-- start ITEMS --

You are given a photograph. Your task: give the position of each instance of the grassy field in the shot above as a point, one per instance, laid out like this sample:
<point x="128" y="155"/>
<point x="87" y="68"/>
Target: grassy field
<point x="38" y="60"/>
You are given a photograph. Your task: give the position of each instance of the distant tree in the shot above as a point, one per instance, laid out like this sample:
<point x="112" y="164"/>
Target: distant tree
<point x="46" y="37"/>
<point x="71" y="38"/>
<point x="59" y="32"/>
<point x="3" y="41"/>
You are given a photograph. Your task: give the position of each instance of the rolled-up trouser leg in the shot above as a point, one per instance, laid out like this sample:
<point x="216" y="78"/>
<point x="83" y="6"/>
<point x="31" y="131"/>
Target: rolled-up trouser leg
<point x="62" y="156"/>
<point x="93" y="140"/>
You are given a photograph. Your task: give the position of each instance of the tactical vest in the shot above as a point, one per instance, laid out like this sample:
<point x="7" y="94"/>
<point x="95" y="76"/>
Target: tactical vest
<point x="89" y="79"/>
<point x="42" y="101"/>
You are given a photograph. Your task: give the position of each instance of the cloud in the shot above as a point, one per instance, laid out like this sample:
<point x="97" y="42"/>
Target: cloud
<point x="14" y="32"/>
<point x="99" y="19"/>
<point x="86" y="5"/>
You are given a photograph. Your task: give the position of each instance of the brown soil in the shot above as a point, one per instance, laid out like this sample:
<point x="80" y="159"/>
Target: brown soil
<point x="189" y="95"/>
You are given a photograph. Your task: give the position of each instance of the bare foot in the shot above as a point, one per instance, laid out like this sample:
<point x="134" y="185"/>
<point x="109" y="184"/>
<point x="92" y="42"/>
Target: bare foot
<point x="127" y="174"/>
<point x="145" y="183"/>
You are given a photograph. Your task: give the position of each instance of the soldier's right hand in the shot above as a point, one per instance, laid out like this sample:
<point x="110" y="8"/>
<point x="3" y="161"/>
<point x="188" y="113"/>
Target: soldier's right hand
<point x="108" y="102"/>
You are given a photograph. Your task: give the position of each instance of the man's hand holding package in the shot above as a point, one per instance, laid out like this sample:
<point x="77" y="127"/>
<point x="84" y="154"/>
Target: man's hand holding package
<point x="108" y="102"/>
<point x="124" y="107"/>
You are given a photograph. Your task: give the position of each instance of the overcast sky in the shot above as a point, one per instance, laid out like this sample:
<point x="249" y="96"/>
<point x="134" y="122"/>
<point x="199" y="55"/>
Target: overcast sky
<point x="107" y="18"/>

-- end ITEMS --

Render every line of the entries above as a JSON list of strings, with one string per line and any blank lines left out.

SOLUTION FOR THIS PROBLEM:
[
  "You are given a photograph. Your task: give the position of each instance of the grassy field in the shot above as a point, one per instance, laid out like this sample:",
  "<point x=\"128\" y=\"155\"/>",
  "<point x=\"87\" y=\"68\"/>",
  "Target: grassy field",
  "<point x=\"38\" y=\"60\"/>",
  "You are given a photograph. Your task: give the position of each instance of the distant tree in the shot above as a point, one per instance, laid out like this sample:",
  "<point x=\"112\" y=\"164\"/>",
  "Target: distant tree",
  "<point x=\"46\" y=\"37\"/>",
  "<point x=\"71\" y=\"38\"/>",
  "<point x=\"59\" y=\"32\"/>",
  "<point x=\"3\" y=\"41\"/>",
  "You are given a photograph. Your task: give the position of each instance of the rolled-up trouser leg in the shot above as a point, one per instance, laid out like this sample:",
  "<point x=\"216\" y=\"78\"/>",
  "<point x=\"83\" y=\"6\"/>",
  "<point x=\"31\" y=\"131\"/>",
  "Target: rolled-up trouser leg",
  "<point x=\"62\" y=\"156\"/>",
  "<point x=\"93\" y=\"140\"/>",
  "You are given a photograph. Your task: give the position of each instance of the tactical vest in the shot above as a point, one per instance, laid out like this sample:",
  "<point x=\"7\" y=\"94\"/>",
  "<point x=\"95\" y=\"76\"/>",
  "Target: tactical vest",
  "<point x=\"89\" y=\"79\"/>",
  "<point x=\"42\" y=\"101\"/>",
  "You are given a photograph. Your task: give the position of each instance of the cloud in the shot above as a point, one per instance, laid out like this sample:",
  "<point x=\"97\" y=\"42\"/>",
  "Target: cloud",
  "<point x=\"14\" y=\"32\"/>",
  "<point x=\"99\" y=\"19\"/>",
  "<point x=\"86\" y=\"5\"/>",
  "You are given a photograph. Your task: give the position of each instance of the brown soil in the shot above as a point, one per instance, laid out like this sample:",
  "<point x=\"80\" y=\"159\"/>",
  "Target: brown soil",
  "<point x=\"189\" y=\"95\"/>",
  "You are given a photograph. Your task: give the position of each instance of the bare foot in the shot above as a point, one per instance, laid out like this sample:",
  "<point x=\"134\" y=\"185\"/>",
  "<point x=\"109\" y=\"184\"/>",
  "<point x=\"92\" y=\"42\"/>",
  "Target: bare foot",
  "<point x=\"127\" y=\"174\"/>",
  "<point x=\"145\" y=\"183\"/>",
  "You are given a photograph. Your task: give the position of each instance of the soldier's right hand in the shot above as a point, one per instance, laid out like this sample:",
  "<point x=\"110\" y=\"8\"/>",
  "<point x=\"3\" y=\"161\"/>",
  "<point x=\"188\" y=\"113\"/>",
  "Target: soldier's right hand",
  "<point x=\"108\" y=\"102\"/>",
  "You are given a photograph. Your task: give the position of each instance of the man's hand holding package in the shot above as a point, one per instance, laid out like this sample:",
  "<point x=\"77\" y=\"127\"/>",
  "<point x=\"84\" y=\"154\"/>",
  "Target: man's hand holding package",
  "<point x=\"108\" y=\"102\"/>",
  "<point x=\"124\" y=\"107\"/>",
  "You are given a photograph. Your task: give the position of each instance of the overcast sky in the shot above as a point, one per instance, laid out like this sample:",
  "<point x=\"249\" y=\"96\"/>",
  "<point x=\"134\" y=\"122\"/>",
  "<point x=\"199\" y=\"55\"/>",
  "Target: overcast sky",
  "<point x=\"107\" y=\"18\"/>"
]